┌──

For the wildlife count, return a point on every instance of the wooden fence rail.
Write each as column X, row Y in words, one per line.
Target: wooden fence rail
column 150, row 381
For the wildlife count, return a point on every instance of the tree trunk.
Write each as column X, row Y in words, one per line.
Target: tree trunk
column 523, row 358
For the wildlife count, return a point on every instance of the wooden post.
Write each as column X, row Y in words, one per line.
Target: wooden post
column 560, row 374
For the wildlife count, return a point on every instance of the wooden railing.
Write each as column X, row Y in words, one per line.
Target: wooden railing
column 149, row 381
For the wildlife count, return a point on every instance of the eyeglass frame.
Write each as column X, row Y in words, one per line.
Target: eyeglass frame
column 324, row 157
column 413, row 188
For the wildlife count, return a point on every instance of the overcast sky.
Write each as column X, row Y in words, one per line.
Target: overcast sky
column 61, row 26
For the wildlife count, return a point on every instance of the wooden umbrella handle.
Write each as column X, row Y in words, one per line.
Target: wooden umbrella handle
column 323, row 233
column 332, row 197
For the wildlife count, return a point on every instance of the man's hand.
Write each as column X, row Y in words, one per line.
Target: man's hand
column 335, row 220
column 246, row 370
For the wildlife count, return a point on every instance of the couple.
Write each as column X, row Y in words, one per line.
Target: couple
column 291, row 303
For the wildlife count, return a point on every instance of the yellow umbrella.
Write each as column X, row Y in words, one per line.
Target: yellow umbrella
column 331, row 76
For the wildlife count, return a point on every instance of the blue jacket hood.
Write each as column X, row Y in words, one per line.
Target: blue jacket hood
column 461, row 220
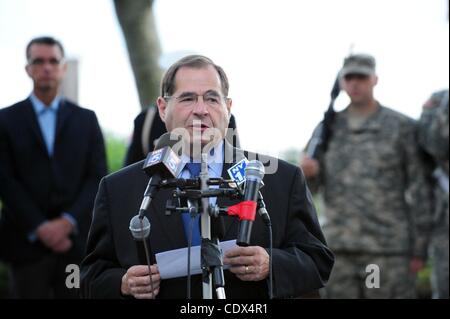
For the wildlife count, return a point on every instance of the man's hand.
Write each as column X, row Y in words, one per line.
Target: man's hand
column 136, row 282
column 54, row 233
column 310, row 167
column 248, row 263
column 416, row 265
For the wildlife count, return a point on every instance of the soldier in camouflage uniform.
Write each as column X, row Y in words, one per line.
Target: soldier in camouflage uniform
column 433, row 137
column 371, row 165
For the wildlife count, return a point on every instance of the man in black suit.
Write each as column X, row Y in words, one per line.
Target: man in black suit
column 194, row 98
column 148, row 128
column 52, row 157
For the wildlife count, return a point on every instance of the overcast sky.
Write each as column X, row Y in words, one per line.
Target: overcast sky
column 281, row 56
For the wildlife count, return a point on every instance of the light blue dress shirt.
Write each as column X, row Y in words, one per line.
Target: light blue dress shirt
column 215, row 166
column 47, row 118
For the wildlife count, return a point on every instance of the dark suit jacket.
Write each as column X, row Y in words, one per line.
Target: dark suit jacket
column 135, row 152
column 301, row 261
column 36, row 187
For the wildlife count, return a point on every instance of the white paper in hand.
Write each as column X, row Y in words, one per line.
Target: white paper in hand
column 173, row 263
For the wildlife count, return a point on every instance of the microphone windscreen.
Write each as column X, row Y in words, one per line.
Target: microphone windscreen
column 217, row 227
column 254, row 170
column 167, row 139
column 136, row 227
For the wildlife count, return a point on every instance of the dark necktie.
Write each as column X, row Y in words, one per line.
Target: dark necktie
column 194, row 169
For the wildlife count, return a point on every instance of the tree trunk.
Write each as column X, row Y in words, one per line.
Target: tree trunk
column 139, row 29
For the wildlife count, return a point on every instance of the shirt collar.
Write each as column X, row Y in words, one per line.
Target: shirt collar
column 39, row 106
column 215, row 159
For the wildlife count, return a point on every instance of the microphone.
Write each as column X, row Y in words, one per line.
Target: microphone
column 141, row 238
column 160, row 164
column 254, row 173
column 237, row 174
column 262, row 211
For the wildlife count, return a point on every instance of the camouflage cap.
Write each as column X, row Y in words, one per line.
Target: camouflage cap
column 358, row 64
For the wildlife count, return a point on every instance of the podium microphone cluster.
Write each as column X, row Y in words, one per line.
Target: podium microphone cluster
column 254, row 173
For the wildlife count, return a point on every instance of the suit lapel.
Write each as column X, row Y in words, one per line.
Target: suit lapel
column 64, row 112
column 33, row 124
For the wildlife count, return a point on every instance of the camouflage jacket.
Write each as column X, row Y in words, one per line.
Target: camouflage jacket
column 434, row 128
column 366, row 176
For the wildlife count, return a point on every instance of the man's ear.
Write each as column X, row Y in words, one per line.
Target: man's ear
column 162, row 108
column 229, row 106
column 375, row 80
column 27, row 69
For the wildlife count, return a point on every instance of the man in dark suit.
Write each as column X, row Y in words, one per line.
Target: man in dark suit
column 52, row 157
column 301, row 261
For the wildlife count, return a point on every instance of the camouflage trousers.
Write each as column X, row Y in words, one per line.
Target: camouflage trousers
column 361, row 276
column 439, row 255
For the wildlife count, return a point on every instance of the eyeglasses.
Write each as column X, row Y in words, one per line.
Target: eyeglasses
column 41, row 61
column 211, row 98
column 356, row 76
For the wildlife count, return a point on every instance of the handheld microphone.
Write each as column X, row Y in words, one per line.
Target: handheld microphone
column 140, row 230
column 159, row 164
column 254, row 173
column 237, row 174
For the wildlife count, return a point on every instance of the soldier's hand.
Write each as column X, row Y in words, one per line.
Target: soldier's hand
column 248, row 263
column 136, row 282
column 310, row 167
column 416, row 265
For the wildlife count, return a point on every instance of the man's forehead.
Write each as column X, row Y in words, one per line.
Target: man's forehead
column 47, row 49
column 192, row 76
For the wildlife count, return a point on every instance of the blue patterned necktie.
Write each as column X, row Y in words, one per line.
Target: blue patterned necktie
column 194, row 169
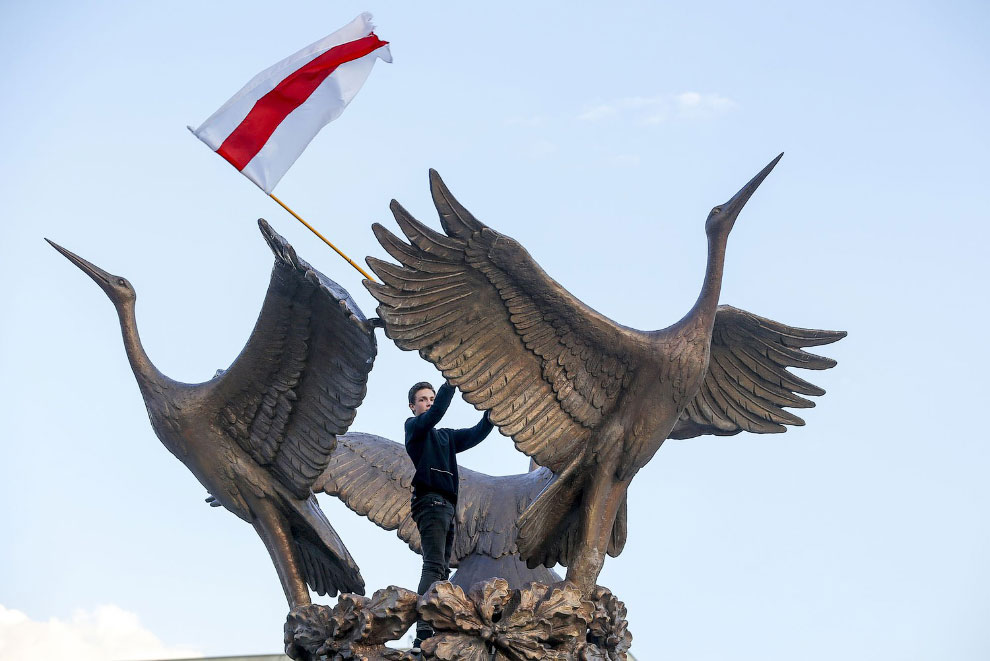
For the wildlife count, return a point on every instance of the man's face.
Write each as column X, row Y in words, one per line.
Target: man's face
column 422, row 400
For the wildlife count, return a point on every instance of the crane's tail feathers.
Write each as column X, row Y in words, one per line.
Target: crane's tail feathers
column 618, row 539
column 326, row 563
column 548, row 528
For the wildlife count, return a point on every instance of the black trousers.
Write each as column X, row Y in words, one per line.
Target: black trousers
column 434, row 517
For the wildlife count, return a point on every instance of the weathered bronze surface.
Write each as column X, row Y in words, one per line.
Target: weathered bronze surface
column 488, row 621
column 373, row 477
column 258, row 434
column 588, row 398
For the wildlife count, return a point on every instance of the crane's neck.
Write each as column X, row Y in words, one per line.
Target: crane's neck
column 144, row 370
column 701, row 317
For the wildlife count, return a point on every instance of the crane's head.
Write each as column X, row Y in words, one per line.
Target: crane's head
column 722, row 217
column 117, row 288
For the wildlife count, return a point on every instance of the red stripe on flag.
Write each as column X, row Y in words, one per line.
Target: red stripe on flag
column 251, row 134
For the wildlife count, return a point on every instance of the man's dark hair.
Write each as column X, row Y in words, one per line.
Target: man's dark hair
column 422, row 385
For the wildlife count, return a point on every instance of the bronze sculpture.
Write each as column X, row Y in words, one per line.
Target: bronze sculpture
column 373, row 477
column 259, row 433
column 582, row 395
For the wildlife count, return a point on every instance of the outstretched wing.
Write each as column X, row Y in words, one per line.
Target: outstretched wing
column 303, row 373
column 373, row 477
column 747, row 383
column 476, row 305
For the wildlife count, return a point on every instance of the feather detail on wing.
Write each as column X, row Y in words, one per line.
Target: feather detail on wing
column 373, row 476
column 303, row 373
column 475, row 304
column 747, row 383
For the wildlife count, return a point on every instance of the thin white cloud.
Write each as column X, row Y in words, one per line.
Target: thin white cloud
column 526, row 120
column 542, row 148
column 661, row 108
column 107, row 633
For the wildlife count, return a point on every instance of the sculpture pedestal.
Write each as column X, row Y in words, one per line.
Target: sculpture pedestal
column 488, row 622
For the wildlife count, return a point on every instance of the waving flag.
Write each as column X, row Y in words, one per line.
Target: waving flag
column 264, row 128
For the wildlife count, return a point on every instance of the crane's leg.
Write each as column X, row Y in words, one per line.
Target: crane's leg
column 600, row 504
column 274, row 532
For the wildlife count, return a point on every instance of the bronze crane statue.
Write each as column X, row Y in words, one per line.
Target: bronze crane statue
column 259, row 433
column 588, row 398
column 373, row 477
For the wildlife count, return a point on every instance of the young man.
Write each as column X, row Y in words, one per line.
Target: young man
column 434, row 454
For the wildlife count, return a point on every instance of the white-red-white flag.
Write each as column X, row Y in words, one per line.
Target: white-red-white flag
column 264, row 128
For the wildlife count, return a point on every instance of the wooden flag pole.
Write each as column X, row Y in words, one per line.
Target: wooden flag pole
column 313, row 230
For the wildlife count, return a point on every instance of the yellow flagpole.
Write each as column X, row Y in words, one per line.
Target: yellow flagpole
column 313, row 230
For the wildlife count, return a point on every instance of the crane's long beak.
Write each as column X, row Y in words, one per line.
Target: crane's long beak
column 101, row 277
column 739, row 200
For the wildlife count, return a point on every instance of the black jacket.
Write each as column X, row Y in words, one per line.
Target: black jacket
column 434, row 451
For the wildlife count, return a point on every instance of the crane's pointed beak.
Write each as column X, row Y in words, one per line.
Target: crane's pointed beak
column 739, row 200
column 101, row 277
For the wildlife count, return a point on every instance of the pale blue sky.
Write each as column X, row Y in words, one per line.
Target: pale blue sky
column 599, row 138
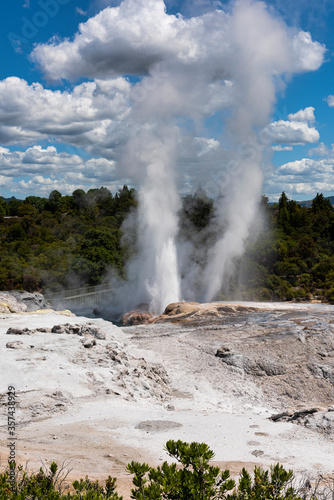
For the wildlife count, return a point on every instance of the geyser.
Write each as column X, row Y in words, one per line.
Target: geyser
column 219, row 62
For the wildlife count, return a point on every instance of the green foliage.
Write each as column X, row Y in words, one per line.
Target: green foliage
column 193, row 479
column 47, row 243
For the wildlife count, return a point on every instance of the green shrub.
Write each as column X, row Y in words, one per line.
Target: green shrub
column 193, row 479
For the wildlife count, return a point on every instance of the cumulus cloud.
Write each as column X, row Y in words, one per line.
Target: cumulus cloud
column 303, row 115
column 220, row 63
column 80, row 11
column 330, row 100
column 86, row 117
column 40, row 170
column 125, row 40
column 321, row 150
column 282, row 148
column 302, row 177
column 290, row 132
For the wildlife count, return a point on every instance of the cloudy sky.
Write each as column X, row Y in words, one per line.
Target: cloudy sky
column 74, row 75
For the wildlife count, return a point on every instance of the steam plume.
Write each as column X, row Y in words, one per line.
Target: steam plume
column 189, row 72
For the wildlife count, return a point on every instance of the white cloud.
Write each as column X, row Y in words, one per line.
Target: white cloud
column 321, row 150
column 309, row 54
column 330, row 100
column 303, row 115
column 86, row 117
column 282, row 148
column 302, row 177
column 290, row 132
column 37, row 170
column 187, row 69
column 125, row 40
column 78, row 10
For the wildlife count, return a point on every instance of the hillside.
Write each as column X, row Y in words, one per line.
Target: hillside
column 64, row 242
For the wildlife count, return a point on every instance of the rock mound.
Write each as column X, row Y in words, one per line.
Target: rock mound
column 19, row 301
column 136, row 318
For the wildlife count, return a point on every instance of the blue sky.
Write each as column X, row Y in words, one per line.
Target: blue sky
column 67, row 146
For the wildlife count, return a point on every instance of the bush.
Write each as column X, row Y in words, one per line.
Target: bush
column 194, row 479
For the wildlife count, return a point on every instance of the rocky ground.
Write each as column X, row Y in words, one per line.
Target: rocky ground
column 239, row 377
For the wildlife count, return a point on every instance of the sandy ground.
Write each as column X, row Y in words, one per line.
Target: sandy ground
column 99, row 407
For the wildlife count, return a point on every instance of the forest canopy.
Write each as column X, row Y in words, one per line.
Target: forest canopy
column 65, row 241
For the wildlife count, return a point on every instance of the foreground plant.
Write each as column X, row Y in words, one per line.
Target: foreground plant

└──

Retype, without alteration, the portion of the data above running from the line containing "blue dress shirt." down to the line containing "column 47, row 118", both included.

### [SOLVED PROBLEM]
For the wildlife count, return a point on every instance of the light blue dress shirt.
Write each as column X, row Y in words, one per line.
Target: light blue dress shirt
column 215, row 166
column 47, row 118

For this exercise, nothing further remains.